§ **Entries shown**
** start **
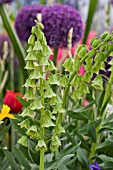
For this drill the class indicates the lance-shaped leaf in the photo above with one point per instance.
(59, 129)
(58, 108)
(36, 74)
(32, 132)
(36, 104)
(87, 76)
(68, 65)
(63, 81)
(55, 143)
(30, 65)
(76, 65)
(48, 113)
(53, 79)
(55, 100)
(49, 93)
(41, 145)
(37, 46)
(46, 122)
(77, 80)
(97, 82)
(50, 66)
(31, 39)
(47, 51)
(23, 141)
(28, 112)
(43, 61)
(29, 83)
(31, 55)
(25, 124)
(30, 94)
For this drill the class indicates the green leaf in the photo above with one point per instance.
(14, 38)
(10, 159)
(82, 157)
(91, 11)
(21, 159)
(23, 101)
(4, 131)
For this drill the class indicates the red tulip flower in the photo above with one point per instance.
(10, 99)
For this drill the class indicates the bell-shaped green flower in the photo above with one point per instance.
(46, 122)
(59, 129)
(68, 64)
(49, 93)
(31, 39)
(31, 55)
(58, 108)
(29, 83)
(53, 79)
(55, 143)
(76, 80)
(36, 74)
(28, 112)
(25, 124)
(32, 132)
(36, 104)
(41, 145)
(63, 81)
(97, 82)
(37, 46)
(30, 65)
(50, 66)
(23, 141)
(30, 94)
(55, 100)
(43, 61)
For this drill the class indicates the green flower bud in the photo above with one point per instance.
(29, 94)
(25, 124)
(23, 141)
(28, 112)
(31, 39)
(29, 83)
(36, 74)
(36, 104)
(41, 145)
(32, 132)
(97, 83)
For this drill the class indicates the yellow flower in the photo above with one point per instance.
(5, 113)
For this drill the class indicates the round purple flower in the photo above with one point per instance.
(5, 1)
(25, 20)
(57, 21)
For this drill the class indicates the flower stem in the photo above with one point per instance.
(42, 159)
(14, 38)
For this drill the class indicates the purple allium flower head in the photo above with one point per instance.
(5, 1)
(57, 21)
(94, 167)
(25, 20)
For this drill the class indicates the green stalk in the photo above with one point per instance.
(42, 159)
(42, 129)
(55, 56)
(14, 38)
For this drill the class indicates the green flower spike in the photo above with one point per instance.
(23, 141)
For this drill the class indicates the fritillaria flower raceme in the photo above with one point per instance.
(94, 167)
(3, 38)
(57, 21)
(5, 113)
(5, 1)
(25, 20)
(10, 99)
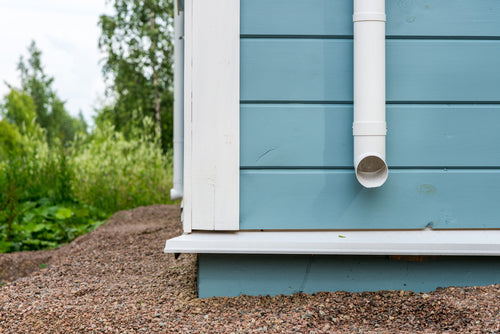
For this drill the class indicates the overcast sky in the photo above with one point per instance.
(66, 31)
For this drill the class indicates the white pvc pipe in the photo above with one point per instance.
(178, 186)
(369, 127)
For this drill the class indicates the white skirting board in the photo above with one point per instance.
(413, 242)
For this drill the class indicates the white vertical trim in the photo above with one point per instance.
(212, 88)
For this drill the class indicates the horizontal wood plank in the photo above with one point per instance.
(292, 135)
(333, 199)
(404, 18)
(417, 70)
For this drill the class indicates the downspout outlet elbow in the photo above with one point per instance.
(371, 170)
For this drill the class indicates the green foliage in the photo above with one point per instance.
(117, 174)
(10, 139)
(56, 181)
(37, 206)
(51, 195)
(137, 42)
(49, 109)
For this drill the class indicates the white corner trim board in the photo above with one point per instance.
(177, 190)
(369, 127)
(414, 242)
(211, 115)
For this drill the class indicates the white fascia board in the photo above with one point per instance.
(413, 242)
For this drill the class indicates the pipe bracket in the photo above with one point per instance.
(369, 128)
(369, 16)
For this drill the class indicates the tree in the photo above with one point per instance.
(19, 110)
(51, 113)
(137, 41)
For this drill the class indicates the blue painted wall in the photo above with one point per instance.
(443, 114)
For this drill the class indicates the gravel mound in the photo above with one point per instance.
(117, 280)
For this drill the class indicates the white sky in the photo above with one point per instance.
(66, 31)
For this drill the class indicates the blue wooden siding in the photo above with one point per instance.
(443, 114)
(232, 275)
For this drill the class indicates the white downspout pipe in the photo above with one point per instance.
(178, 186)
(369, 127)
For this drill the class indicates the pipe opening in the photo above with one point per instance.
(372, 171)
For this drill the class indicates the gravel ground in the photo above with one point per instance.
(117, 280)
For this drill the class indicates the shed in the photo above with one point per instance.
(265, 155)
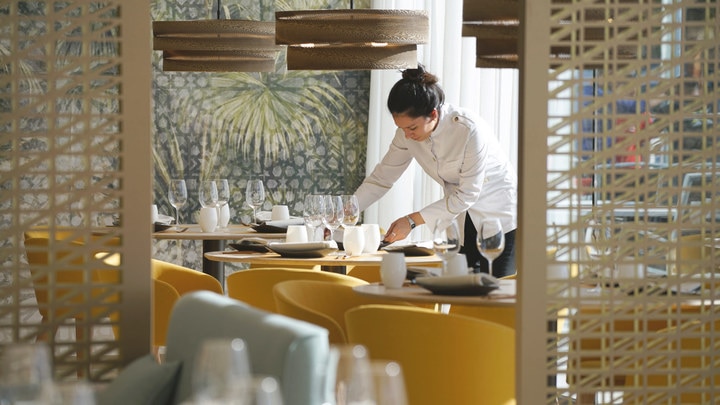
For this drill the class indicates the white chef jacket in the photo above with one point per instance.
(463, 155)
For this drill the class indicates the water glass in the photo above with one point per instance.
(25, 373)
(353, 240)
(221, 371)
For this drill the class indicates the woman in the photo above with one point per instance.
(459, 151)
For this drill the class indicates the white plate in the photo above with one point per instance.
(470, 284)
(303, 249)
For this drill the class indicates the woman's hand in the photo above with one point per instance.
(401, 228)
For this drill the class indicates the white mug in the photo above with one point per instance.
(154, 215)
(457, 266)
(353, 240)
(393, 270)
(223, 216)
(372, 237)
(296, 233)
(280, 213)
(208, 219)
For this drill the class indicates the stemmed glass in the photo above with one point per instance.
(334, 213)
(491, 240)
(314, 212)
(351, 209)
(221, 371)
(208, 194)
(223, 200)
(177, 194)
(255, 196)
(446, 241)
(349, 379)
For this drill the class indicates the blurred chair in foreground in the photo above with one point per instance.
(255, 286)
(446, 359)
(322, 303)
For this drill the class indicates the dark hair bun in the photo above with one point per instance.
(419, 75)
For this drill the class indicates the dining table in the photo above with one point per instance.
(335, 261)
(505, 295)
(214, 241)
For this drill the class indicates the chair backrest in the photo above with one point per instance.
(184, 279)
(322, 303)
(164, 299)
(293, 351)
(254, 286)
(446, 359)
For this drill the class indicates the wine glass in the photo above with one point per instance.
(177, 196)
(388, 382)
(208, 194)
(446, 242)
(351, 209)
(25, 373)
(349, 375)
(334, 213)
(491, 240)
(313, 213)
(255, 196)
(221, 371)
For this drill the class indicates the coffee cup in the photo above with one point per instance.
(280, 213)
(296, 233)
(208, 219)
(393, 270)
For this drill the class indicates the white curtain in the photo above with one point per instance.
(490, 92)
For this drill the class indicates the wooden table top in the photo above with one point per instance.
(329, 260)
(234, 232)
(504, 296)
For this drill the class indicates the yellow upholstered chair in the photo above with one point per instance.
(445, 358)
(255, 286)
(322, 303)
(371, 274)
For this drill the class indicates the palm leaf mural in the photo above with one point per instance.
(271, 112)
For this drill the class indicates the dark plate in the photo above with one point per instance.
(249, 247)
(265, 228)
(464, 285)
(304, 250)
(410, 250)
(158, 227)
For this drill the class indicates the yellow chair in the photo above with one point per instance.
(181, 280)
(371, 274)
(446, 359)
(322, 303)
(255, 286)
(164, 299)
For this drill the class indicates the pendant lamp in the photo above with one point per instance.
(351, 39)
(221, 45)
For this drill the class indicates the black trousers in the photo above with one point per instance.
(504, 265)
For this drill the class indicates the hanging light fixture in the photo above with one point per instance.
(221, 45)
(351, 39)
(496, 25)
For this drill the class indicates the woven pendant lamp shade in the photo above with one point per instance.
(216, 45)
(496, 26)
(351, 39)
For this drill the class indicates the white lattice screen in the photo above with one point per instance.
(74, 158)
(632, 213)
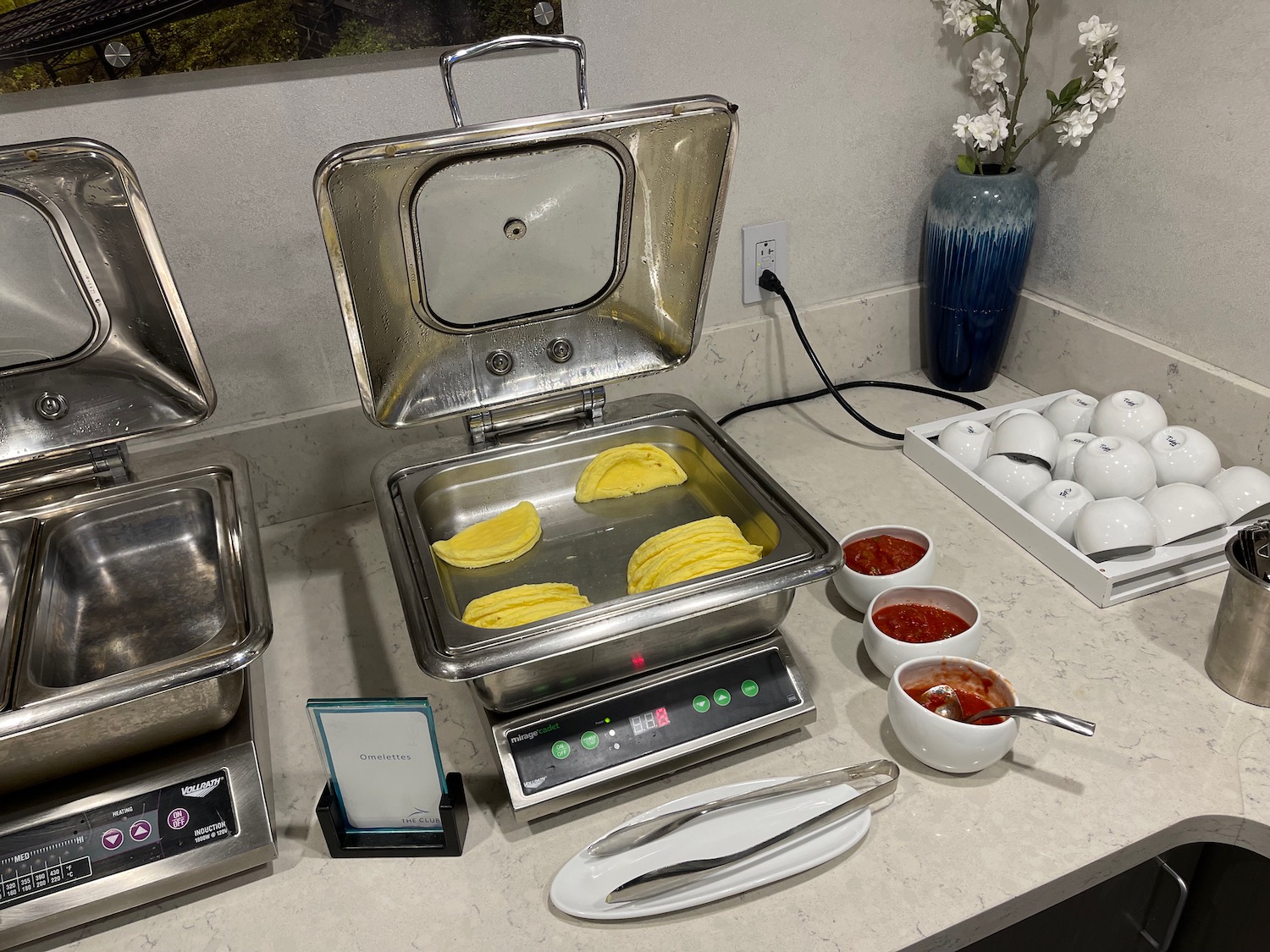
** end **
§ **Directions for this task**
Locate each line in the items above that contains the word "board" and copy those lines in full.

§ **Exercise output**
For this drill the class indicates the white skirting board in the photo above with one point per instance.
For this drill the class indicates the white corner trim board in the photo above with one point per instance.
For this drill the class indicates the white fascia board in the photo above with one point per instance.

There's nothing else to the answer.